→ **Excerpted passage**:
Most disturbingly in all this, Goldacre shows that these distortions to process, openness and proper regulation have not simply kept doctors and patients in the dark; not even merely allowed us to be recipients of "less than best" medicines, not merely cost health services unnecessary millions; but in several documented cases have actually caused harm. One example involves a pain killer which had an unfortunate side effect (unusual numbers of people taking it died), the drug company knew this - but buried the research for years until the product was withdrawn.

At each of these stages, Goldacre shows that various governments, politicians and industry whistle-blowers have identified the problems he describes, and attempted to fix them. To cite one example; in theory all trials should be published now - whether or not the results suit the industry. However - he continues by showing that these 'fixes' have been illusory, the data-bases of trials being conducted are hopeless, and there is no effective policing of the industry to enforce compliance, he argues. At each stage, he shows that while the problems he highlights are recognised across the world; the fixes in place are failing.

One of the most extraordinary things has been the reaction to the book from the industry. A spokesman from  the Bristish Pharmaceutical Industry issued a rebuttal of the book which was demonstrated primarily that he hadn't actually read it. Goldacre in at least three instances anticipates the industry excuses, and answers them in detail; only for the industry just to trot them out as if they were convincing and final. So for instance, Goldacre details some of the huge fines levied on Glaxo-Smith-Kline in the USA for malpractice. He goes onto show that they are a British based company, whose drugs, practises and personnel involved in the American scandal are involved in, and affect their European operations; arguing that it is no-use for GSK to say in the UK that the American situation was nothing to do with them. So - when they pop and say, "nothing to do with us" they are using an excuse which has not only been anticipated but answered.

→ **Data for analysis**:
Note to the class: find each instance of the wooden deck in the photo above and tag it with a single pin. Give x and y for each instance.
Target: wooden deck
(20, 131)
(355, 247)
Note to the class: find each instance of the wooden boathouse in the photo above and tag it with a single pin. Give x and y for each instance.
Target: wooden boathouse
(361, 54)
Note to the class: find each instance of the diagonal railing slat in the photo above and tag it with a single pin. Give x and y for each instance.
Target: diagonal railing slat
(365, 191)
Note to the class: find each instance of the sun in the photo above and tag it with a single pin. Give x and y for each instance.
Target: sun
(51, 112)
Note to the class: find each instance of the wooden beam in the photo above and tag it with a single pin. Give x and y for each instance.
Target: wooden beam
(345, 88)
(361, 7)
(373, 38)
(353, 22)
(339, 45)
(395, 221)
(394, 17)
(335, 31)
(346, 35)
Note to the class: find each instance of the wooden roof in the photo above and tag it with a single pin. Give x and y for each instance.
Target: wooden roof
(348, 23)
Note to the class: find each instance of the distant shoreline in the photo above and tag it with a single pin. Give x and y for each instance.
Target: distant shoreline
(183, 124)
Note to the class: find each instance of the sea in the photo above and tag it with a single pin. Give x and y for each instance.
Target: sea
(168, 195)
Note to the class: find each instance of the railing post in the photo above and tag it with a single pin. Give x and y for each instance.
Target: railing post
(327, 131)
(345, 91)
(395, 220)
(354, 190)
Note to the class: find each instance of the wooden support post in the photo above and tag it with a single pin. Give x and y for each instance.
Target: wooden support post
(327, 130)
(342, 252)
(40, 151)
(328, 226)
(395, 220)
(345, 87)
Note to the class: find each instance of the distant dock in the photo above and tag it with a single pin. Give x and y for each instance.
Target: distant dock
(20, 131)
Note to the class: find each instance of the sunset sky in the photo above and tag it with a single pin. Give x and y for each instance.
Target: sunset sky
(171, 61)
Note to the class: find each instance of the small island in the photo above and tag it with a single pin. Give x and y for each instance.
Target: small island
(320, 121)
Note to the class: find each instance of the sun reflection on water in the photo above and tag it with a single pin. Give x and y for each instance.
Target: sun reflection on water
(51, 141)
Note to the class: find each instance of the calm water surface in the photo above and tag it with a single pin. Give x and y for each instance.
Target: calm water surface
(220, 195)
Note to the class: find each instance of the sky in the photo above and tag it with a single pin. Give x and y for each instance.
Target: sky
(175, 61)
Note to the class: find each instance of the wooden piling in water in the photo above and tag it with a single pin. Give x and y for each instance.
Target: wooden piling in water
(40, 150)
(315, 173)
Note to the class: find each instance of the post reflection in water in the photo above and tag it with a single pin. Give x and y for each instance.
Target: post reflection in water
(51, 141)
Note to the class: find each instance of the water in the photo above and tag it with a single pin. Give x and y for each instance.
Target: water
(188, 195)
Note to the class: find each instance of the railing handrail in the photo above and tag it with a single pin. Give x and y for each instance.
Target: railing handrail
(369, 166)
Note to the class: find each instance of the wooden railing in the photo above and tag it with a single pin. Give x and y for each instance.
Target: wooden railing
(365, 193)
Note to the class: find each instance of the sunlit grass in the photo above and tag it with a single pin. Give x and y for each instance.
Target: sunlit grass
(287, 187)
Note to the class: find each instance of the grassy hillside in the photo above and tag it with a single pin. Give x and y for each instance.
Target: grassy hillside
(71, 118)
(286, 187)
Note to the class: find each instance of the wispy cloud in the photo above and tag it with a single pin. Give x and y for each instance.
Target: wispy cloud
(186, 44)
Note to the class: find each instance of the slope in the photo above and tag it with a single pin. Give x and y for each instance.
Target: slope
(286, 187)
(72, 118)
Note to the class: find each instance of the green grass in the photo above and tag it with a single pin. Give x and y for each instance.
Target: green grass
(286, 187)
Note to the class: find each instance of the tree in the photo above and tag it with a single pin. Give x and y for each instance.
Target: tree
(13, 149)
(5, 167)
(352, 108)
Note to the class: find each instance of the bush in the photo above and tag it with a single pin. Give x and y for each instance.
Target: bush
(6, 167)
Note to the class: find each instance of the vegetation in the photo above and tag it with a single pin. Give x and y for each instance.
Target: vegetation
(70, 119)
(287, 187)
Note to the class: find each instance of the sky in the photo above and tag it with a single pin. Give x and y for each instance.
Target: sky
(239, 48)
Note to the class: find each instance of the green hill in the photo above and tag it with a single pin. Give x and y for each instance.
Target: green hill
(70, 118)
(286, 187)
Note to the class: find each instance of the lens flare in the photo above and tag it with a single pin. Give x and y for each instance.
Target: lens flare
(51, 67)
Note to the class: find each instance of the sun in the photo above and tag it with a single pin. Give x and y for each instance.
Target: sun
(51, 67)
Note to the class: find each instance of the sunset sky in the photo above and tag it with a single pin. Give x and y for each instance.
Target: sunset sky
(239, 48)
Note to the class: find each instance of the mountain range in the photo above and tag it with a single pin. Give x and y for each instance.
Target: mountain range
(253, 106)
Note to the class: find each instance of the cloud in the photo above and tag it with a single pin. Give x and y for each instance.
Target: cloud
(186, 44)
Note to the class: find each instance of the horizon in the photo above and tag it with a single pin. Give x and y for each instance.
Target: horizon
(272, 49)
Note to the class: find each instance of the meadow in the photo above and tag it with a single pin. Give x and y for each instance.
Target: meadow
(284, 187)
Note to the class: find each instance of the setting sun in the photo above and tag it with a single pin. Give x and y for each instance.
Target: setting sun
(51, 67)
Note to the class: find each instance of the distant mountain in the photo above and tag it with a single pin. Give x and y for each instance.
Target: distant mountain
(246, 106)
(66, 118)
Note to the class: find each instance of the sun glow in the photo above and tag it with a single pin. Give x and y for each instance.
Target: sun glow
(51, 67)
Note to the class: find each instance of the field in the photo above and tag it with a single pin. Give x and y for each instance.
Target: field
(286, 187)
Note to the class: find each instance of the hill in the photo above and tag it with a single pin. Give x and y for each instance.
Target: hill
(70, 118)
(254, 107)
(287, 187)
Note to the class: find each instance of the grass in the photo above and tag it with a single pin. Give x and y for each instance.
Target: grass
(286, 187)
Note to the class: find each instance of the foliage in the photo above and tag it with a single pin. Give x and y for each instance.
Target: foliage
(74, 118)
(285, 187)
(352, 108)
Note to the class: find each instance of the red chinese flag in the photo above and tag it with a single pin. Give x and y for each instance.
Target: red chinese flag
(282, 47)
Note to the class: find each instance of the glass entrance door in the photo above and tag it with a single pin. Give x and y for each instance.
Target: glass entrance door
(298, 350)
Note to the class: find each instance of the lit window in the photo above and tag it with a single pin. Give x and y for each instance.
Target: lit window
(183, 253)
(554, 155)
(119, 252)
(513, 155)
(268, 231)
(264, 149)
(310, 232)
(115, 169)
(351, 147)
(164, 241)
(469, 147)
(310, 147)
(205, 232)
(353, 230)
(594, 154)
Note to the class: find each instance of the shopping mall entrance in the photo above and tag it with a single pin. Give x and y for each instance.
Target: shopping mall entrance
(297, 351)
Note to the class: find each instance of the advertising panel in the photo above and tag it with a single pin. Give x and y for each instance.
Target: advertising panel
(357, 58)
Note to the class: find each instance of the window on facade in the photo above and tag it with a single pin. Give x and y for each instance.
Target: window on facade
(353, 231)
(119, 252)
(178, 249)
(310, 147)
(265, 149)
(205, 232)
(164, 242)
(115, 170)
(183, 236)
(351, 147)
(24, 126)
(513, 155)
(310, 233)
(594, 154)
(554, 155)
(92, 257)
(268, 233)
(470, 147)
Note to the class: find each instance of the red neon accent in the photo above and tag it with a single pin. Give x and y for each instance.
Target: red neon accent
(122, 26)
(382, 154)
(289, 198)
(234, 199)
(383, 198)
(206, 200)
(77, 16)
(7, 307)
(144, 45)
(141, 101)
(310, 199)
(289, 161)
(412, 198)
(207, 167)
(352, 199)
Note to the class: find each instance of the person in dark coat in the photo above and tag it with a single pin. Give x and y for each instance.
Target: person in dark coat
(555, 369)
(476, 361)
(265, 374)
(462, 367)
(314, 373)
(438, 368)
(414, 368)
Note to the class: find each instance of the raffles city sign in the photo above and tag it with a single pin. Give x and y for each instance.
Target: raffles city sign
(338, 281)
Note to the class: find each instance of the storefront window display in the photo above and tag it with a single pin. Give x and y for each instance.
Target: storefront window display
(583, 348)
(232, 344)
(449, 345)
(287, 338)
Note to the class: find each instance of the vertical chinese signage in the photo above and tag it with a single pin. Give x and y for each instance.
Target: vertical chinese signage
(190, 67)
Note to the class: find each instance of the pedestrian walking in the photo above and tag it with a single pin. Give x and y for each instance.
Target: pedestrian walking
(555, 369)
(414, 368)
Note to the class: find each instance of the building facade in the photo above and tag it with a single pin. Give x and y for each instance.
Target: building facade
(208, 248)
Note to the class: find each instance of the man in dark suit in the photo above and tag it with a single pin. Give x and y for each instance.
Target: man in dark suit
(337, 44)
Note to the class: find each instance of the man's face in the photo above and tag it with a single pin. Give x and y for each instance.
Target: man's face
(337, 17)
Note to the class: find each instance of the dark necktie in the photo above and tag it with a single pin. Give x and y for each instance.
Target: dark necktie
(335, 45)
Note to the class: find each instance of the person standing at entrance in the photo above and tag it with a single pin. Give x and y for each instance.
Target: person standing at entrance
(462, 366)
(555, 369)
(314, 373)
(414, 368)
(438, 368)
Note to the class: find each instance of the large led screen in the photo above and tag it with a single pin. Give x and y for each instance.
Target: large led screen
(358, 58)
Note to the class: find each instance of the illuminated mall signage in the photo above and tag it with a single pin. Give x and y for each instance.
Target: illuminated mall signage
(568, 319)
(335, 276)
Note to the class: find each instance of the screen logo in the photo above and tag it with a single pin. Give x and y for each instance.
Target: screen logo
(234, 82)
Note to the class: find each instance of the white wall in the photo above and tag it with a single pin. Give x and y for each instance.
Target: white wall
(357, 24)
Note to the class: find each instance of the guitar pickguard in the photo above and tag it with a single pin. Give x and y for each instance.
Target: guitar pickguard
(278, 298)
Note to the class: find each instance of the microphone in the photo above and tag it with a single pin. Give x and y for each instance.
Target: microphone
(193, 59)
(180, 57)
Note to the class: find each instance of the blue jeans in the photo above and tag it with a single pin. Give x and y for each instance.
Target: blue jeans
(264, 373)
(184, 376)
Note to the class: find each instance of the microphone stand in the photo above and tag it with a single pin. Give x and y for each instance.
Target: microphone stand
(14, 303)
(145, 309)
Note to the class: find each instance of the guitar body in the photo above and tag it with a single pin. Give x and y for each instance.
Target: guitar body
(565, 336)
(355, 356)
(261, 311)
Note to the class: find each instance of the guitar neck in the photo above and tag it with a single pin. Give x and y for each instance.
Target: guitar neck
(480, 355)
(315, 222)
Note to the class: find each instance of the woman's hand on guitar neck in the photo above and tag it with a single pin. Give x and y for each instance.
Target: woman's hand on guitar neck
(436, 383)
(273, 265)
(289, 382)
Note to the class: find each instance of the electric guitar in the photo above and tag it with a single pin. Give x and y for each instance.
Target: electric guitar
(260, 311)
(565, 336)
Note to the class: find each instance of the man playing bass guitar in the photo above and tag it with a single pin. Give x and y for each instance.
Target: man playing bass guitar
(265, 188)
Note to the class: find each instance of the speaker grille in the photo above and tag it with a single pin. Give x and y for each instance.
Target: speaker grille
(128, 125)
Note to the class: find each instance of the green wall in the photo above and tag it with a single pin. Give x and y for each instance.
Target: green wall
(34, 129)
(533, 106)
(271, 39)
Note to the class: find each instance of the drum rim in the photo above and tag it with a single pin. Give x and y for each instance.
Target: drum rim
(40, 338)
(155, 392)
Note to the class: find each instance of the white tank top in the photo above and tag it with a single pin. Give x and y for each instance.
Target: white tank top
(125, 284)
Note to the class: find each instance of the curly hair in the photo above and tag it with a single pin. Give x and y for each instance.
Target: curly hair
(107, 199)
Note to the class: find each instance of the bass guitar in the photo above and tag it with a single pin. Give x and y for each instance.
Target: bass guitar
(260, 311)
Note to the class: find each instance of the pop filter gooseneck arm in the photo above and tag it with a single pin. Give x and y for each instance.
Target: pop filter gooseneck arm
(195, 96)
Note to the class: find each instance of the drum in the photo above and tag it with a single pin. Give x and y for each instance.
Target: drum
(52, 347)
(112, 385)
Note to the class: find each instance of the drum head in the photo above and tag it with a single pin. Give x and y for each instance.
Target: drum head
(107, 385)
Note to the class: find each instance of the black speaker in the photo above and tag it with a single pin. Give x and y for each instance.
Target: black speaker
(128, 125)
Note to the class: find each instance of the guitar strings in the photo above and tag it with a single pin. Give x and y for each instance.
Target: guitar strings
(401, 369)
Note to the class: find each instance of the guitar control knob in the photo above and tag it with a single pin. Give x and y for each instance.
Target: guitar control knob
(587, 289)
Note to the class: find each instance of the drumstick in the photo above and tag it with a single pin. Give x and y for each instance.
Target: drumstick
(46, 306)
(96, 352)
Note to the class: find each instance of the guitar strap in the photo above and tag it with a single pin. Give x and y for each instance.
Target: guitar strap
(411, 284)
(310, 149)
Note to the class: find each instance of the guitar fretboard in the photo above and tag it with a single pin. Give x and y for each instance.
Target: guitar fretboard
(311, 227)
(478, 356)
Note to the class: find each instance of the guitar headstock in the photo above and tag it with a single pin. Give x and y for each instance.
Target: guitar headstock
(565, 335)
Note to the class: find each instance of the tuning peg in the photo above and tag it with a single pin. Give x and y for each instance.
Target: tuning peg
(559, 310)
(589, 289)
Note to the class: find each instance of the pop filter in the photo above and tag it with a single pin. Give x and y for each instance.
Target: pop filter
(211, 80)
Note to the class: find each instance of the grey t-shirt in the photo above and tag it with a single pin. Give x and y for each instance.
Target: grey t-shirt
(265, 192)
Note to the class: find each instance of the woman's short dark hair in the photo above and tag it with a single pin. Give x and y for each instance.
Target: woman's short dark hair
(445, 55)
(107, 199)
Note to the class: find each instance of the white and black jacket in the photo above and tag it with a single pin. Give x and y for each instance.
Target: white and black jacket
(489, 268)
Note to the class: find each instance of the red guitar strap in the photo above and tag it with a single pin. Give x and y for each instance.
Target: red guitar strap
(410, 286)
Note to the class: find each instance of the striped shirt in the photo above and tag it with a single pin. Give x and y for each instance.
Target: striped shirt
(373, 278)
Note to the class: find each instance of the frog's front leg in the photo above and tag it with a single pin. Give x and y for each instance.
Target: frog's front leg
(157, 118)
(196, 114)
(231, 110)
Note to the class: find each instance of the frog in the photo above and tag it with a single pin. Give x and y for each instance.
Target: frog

→ **Exercise requirements**: Can you transcribe the whole review of Goldacre's book on the drug industry, character for character? None of the entries matter here.

→ **Output**:
Most disturbingly in all this, Goldacre shows that these distortions to process, openness and proper regulation have not simply kept doctors and patients in the dark; not even merely allowed us to be recipients of "less than best" medicines, not merely cost health services unnecessary millions; but in several documented cases have actually caused harm. One example involves a pain killer which had an unfortunate side effect (unusual numbers of people taking it died), the drug company knew this - but buried the research for years until the product was withdrawn.

At each of these stages, Goldacre shows that various governments, politicians and industry whistle-blowers have identified the problems he describes, and attempted to fix them. To cite one example; in theory all trials should be published now - whether or not the results suit the industry. However - he continues by showing that these 'fixes' have been illusory, the data-bases of trials being conducted are hopeless, and there is no effective policing of the industry to enforce compliance, he argues. At each stage, he shows that while the problems he highlights are recognised across the world; the fixes in place are failing.

One of the most extraordinary things has been the reaction to the book from the industry. A spokesman from  the Bristish Pharmaceutical Industry issued a rebuttal of the book which was demonstrated primarily that he hadn't actually read it. Goldacre in at least three instances anticipates the industry excuses, and answers them in detail; only for the industry just to trot them out as if they were convincing and final. So for instance, Goldacre details some of the huge fines levied on Glaxo-Smith-Kline in the USA for malpractice. He goes onto show that they are a British based company, whose drugs, practises and personnel involved in the American scandal are involved in, and affect their European operations; arguing that it is no-use for GSK to say in the UK that the American situation was nothing to do with them. So - when they pop and say, "nothing to do with us" they are using an excuse which has not only been anticipated but answered.